> PROBLEM TO SOLVE: Print the range of lines that opens with the line containing "the concrete arched" and closes with the last line of the listing. Include both ends; print nothing more.

------ WORKING DATA ------

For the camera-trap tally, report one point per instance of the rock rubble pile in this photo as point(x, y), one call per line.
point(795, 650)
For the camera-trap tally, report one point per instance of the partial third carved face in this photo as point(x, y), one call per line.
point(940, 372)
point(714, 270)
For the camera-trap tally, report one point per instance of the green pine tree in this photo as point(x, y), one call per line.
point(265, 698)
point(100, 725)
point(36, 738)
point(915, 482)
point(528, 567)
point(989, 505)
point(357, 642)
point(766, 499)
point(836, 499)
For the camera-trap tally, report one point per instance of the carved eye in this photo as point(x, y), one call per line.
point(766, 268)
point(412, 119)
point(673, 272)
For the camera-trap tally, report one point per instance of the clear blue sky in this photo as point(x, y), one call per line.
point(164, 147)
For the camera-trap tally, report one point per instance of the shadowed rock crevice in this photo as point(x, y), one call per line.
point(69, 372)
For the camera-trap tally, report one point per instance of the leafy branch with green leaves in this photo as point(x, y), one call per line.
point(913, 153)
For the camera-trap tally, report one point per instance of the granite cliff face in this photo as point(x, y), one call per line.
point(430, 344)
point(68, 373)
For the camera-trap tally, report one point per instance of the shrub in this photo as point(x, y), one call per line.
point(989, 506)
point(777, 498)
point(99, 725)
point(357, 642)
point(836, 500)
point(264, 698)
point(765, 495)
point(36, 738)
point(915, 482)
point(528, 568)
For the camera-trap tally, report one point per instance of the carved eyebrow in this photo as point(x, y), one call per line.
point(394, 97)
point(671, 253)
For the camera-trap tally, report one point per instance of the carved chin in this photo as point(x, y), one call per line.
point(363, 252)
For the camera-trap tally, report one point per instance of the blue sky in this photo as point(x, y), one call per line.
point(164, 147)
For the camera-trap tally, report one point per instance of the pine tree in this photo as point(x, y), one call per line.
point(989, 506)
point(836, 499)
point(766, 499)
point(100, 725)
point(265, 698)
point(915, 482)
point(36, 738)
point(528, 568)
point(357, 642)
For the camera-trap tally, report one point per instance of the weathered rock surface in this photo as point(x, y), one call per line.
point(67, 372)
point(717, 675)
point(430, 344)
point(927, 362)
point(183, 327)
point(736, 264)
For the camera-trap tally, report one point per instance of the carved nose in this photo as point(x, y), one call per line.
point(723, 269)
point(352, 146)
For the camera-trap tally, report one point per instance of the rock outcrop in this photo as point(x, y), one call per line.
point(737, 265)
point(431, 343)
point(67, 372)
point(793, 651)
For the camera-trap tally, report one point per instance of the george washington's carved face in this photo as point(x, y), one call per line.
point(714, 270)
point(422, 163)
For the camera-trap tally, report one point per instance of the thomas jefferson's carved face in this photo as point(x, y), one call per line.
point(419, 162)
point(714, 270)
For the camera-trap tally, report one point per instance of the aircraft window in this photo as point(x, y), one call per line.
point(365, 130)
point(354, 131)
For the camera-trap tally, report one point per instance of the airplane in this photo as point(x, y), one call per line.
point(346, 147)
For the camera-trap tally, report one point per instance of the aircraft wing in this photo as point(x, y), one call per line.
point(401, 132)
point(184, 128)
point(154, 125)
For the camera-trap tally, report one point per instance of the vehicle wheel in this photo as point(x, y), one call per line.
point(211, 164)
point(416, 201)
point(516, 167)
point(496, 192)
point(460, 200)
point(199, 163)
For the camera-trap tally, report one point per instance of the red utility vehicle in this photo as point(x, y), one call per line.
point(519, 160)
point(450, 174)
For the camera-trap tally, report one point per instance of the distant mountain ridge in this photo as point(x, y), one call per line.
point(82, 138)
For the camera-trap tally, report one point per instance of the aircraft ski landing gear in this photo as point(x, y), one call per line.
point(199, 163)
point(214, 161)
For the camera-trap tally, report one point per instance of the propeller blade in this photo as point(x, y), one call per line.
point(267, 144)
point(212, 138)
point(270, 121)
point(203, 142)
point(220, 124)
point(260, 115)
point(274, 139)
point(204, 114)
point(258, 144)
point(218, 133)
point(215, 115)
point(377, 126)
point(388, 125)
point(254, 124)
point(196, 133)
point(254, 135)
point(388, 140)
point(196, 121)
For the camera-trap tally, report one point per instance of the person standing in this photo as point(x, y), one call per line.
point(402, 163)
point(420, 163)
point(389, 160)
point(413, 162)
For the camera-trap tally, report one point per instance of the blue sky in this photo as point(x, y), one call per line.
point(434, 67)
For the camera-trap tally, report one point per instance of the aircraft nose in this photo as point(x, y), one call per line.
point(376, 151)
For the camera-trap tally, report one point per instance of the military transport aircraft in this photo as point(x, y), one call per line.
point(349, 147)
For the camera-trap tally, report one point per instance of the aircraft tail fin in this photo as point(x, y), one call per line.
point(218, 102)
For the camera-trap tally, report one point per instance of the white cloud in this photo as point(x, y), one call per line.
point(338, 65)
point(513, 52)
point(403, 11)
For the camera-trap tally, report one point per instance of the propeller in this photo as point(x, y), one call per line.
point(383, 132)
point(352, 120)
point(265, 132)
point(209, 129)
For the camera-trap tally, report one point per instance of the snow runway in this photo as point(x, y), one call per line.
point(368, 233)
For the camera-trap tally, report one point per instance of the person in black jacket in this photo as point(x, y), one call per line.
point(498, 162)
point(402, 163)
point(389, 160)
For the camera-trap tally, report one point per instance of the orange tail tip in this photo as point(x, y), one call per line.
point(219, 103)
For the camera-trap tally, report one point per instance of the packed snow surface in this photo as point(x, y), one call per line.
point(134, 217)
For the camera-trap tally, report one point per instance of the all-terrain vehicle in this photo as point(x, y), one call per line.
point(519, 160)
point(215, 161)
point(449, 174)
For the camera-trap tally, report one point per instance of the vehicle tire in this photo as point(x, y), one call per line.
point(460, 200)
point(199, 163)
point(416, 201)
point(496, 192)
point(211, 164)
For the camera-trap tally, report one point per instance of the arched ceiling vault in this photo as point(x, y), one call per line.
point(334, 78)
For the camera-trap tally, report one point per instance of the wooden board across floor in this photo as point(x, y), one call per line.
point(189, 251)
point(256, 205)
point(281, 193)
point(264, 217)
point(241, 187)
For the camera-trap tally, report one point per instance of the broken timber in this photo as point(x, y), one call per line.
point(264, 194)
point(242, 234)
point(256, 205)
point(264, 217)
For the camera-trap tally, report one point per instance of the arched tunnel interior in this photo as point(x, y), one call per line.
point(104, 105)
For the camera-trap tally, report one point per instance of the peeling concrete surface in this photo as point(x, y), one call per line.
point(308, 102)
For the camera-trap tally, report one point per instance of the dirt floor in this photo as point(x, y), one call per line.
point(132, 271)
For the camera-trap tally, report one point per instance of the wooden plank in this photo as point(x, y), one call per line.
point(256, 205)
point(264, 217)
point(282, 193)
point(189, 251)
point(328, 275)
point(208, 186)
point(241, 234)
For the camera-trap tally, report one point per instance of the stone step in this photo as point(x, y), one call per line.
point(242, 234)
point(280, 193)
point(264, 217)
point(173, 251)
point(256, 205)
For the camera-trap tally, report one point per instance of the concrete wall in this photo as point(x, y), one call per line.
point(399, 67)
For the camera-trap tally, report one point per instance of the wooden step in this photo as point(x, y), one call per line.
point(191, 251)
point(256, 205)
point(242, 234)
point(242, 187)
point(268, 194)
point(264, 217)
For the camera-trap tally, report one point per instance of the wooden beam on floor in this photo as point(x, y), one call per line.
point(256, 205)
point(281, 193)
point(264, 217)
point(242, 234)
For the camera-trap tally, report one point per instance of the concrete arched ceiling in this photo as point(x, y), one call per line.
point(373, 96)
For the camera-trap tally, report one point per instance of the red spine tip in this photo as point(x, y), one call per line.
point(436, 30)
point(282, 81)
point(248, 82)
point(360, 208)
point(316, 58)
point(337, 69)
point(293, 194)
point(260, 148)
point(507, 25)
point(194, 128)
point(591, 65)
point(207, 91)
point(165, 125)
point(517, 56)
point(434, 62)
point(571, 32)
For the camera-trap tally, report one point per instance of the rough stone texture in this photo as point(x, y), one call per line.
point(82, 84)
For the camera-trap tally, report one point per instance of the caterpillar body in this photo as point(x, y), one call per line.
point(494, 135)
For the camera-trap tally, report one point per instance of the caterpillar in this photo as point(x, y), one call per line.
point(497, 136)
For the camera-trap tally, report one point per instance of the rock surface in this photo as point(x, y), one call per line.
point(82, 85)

------

> REPLY TO THE EXERCISE:
For the camera-trap tally, report one point per instance of the concrete arched ceiling in this photo as point(x, y), one call per line.
point(373, 96)
For the camera-trap tally, report one point per instance of the red spine tip in this photo as point(x, y), one call per line.
point(436, 30)
point(282, 81)
point(248, 82)
point(360, 208)
point(316, 58)
point(337, 69)
point(293, 194)
point(260, 148)
point(507, 25)
point(194, 128)
point(591, 65)
point(207, 91)
point(165, 125)
point(517, 56)
point(434, 62)
point(571, 32)
For the camera-trap tally, report one point per instance of the rough stone texture in this photo as point(x, y), one call per line.
point(82, 84)
For the camera-trap tally, report one point per instance of the caterpillar body in this photo as point(x, y), one call per line.
point(494, 135)
For the camera-trap tally, report one point per instance of the caterpillar in this photo as point(x, y), one call per line.
point(497, 136)
For the camera-trap tally, report one point per instance of the rock surface in this photo as point(x, y), one call per line.
point(82, 85)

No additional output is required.